[EXERCISE INSTRUCTIONS]
1: In the account of the snowstorm flight, what kind of aircraft was the writer piloting?
2: Resume the account of the snowstorm flight, picking up right after its final sentence.

[TEXT SHOWN]
As a young
pastor, I supplemented our family income working as a pilot. Most of my flight
time was instructing new students, but there were times when I would have a
charter flight. On one such charter, I was flying back to our home base in
Kalispell, Montana solo after dropping off a client in Great Falls. I was
flying a Piper Arrow. Piloting in Montana through the Rocky Mountains requires
that one pay special attention to the weather. It can change in an instant. If
you don’t treat weather with respect your life could become a statistic in an
NTSB report.
Prior to
departure, I paid a visit to the Flight Service Station (FSS) at the Great
Falls Airport. I discussed the weather with a staff member. The large windows
of the FSS offered a clear view of Rogers Pass through which I would need to
fly. This route would take me through Lincoln, Montana up the Swan Valley into
Kalispell. As the weatherman and I talked we looked out to the distant mountain
pass. I asked about the current cloud ceiling. He said, “It looks like it will
hold.” With that, I left the building, conducted a pre-flight and departed for
home.
The departure was
normal. I had enough cloud clearance to legally and safely fly. As I approached
Rogers Pass it was still a go. I slipped through the pass and then my world
changed - dramatically. Once I flew through the pass the clouds descended,
sealed off the pass and my ability to turn around. An intense snowstorm began.
I was pressed lower and lower until I was literally less than 100 feet off the
valley floor. I couldn’t file an instrument flight plan. I was stuck. The small
airports available to land in the summer along my route were all buried under
several feet of snow.
I now had to
follow the highway. It was about 150 miles to home and the nearest open
airport. I dropped the landing gear and flaps to slow the aircraft down so that
I could pick my way through the storm. During one stretch of the flight, I was
down to 50 feet above ground level. What helped me was the fact that I had
driven this route in a car many times before and knew how the road twisted and
turned. That morning a local sheriff’s department would receive a call from a
woman whose house was buzzed by a low flying aircraft. The dear woman heard me
fly so low over her house in such an intense snowstorm she was sure a crash
had taken place. I was flying this way for the better part of an hour ranging
in altitude from 50 to 100 feet above the snowy terrain. My forward visibility
was little more than what I could see immediately below and just in front of
me.

[DATA LISTING]
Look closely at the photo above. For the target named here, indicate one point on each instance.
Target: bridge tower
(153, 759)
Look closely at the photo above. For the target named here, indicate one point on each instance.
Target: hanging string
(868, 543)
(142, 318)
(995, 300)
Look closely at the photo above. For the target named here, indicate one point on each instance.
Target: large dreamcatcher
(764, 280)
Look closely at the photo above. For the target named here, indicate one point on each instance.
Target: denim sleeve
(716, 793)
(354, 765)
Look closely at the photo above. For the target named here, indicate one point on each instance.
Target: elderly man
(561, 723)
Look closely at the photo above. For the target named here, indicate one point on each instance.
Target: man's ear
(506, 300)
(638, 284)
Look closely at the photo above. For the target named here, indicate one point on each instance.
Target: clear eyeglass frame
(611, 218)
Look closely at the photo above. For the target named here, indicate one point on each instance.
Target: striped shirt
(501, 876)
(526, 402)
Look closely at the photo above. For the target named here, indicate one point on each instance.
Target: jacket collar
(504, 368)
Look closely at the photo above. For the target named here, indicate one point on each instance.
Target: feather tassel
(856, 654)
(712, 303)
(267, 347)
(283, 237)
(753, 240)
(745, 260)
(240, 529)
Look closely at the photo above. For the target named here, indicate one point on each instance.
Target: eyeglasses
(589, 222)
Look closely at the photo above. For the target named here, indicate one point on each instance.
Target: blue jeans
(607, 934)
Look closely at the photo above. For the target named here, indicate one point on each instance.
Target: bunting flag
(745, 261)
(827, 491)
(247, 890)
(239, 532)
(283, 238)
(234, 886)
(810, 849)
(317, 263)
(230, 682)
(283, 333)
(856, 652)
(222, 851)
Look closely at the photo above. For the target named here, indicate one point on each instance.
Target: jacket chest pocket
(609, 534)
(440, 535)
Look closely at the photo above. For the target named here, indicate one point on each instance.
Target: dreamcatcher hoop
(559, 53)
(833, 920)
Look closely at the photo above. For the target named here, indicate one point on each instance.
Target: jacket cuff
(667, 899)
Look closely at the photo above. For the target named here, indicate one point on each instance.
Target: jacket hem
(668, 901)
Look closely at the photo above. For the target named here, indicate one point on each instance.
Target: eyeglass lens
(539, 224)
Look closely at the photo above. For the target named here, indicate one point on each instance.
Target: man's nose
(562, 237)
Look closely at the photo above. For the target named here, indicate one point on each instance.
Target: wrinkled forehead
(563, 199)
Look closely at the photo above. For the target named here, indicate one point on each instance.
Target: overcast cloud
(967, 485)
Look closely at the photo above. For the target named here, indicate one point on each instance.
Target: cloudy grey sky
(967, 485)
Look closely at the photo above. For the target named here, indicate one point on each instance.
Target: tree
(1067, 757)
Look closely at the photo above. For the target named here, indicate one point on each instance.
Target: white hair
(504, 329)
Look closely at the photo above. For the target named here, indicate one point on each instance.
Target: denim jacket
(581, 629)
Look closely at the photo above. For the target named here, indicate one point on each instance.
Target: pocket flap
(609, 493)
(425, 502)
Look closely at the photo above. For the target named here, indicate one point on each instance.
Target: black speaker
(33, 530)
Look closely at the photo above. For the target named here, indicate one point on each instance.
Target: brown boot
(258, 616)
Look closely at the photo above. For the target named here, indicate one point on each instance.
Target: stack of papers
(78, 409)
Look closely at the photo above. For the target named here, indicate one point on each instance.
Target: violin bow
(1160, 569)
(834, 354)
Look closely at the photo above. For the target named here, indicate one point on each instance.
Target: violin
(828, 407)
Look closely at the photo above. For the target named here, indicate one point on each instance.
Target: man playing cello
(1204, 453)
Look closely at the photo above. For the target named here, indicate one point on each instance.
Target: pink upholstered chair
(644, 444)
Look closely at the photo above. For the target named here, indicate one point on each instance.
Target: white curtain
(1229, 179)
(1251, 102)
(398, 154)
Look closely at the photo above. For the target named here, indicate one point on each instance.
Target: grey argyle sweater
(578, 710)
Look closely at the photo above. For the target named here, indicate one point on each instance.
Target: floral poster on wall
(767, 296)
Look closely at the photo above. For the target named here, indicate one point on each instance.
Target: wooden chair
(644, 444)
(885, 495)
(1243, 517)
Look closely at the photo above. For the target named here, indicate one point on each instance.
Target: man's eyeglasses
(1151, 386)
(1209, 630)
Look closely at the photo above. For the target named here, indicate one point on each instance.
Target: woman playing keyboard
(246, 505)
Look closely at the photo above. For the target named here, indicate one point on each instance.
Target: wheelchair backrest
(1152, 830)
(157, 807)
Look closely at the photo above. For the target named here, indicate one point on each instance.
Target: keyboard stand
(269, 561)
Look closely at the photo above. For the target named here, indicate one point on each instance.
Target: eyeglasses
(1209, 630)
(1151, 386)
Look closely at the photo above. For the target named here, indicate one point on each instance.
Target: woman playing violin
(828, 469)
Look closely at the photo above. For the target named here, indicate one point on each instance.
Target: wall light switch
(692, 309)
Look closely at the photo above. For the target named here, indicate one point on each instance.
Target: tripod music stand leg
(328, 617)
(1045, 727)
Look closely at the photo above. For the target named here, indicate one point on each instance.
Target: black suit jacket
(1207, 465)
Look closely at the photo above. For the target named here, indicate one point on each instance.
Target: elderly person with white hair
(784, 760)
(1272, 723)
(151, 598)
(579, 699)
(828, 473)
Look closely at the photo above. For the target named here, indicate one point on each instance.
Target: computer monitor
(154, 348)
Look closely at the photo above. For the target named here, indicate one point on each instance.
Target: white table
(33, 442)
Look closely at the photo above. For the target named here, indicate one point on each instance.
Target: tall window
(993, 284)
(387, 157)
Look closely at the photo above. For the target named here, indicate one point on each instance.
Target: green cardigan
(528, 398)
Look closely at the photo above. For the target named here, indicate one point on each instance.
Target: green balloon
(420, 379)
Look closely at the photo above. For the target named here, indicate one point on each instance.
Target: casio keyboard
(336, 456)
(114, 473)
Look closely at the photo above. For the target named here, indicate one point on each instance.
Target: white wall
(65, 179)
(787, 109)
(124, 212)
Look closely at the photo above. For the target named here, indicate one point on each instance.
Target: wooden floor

[RESPONSES TO THE EXERCISE]
1: A Piper Arrow.

2:
The most
dangerous part of the flight was coming up a few miles from home where a large
radio tower stood. It was twice as tall as the altitude I was currently flying
and hidden in the clouds just ahead of me along my flight path. I would hit the
tower unless I changed my position. As I approached the location where I knew
the tower was located, I moved to the other side of the roadway opposite the
tower. In the next moment, the tower passed by me as a blur in the falling snow.
After a few
minutes, I landed safely and went home to my family. Had I not known the
roadway in such great detail that storm would have been the end of my life. A
journey that started out employing all the wisdom, insight and experience that
I and the FSS person shared, had now trapped me in a life and death struggle
reducing me to only one course of action – keep flying the airplane. Those
words, “keep flying the airplane”, are spoken to each new pilot by his or her
instructor when things get tense. Many times pilots die because they gave up in
a storm when the aircraft was still faithfully flying.
You may have
started out on the current leg of your life-journey taking all the pre-flight
precautions possible, but something happened and you were trapped in a single
course of action like that time when I was flying through the snowstorm. You
have crossed the point of no return. You are in the middle of a storm. Your
only option is to keep flying forward in faith. It may get really dangerous but
you have the ability to navigate the emotional and spiritual terrain now hidden
in the stress and fear of the journey. You have been this way before in good
weather. You know the road. You can make the journey if you continue flying in
faith even though what was familiar is hidden from your sight. Faith is your
only way forward. Exercise its power and you will be delivered safely to your
destination.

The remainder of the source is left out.